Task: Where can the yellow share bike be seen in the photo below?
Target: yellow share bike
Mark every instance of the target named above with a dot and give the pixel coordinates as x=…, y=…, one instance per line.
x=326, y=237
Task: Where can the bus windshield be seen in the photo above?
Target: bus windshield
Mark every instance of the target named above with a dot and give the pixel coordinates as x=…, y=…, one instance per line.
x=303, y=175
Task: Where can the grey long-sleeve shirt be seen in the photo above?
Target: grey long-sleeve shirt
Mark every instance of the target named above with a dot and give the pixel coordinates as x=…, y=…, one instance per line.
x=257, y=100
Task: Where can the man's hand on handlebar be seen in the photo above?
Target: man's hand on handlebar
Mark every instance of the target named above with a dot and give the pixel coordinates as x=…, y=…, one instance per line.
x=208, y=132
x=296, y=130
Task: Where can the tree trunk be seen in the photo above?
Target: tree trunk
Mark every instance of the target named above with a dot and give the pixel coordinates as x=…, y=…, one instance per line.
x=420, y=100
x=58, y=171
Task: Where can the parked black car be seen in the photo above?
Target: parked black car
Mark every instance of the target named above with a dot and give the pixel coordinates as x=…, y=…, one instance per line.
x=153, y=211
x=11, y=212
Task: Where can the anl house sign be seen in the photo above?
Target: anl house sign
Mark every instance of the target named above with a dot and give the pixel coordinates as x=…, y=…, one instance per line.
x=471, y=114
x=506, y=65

* * *

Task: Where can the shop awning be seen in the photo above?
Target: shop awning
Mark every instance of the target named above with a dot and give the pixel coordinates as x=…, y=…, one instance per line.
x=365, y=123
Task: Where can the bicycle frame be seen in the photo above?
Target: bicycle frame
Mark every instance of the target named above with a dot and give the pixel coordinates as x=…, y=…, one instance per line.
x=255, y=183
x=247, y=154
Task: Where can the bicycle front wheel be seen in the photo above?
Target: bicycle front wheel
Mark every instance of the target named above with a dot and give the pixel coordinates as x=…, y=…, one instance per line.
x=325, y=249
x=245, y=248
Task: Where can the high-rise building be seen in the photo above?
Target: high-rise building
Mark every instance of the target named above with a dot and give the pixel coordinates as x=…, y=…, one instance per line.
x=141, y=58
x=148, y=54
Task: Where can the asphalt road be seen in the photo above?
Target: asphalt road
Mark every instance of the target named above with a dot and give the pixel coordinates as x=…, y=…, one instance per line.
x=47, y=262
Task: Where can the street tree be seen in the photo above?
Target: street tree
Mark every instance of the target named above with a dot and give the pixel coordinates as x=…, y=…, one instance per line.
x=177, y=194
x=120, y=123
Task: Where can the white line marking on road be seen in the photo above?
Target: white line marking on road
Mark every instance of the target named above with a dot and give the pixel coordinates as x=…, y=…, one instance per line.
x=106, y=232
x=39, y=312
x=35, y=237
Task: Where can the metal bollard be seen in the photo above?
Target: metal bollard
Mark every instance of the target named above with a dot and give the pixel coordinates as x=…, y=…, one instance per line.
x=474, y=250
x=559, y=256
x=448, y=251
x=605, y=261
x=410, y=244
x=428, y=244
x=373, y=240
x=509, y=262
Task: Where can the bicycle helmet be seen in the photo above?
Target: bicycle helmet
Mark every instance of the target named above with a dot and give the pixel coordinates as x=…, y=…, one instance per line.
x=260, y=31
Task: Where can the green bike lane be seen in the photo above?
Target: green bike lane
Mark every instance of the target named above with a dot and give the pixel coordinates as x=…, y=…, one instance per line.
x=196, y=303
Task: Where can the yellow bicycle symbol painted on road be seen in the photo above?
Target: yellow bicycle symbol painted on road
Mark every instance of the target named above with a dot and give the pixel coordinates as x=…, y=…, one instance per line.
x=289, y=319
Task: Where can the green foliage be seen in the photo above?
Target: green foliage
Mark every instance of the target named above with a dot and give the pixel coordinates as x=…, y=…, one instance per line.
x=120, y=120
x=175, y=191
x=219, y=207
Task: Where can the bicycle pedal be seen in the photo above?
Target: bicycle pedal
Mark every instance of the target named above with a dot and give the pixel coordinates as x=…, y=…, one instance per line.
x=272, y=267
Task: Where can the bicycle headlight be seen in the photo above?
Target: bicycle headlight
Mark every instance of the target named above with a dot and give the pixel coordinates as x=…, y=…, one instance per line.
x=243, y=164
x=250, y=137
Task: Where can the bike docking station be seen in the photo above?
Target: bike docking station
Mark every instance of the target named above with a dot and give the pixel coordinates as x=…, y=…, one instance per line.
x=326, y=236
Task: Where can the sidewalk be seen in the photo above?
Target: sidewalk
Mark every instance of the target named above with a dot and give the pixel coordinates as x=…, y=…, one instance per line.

#### What is required
Above this instruction are the records; retype exactly the lines from the one containing "Target: tree trunk" up to and including the one containing "Task: Where can the parked".

#### Solution below
Target: tree trunk
Mark every instance of the target named above with a dot and give the pixel coordinates as x=…, y=…, one instance per line.
x=420, y=100
x=58, y=171
Task: Where can the parked black car be seen in the photo above?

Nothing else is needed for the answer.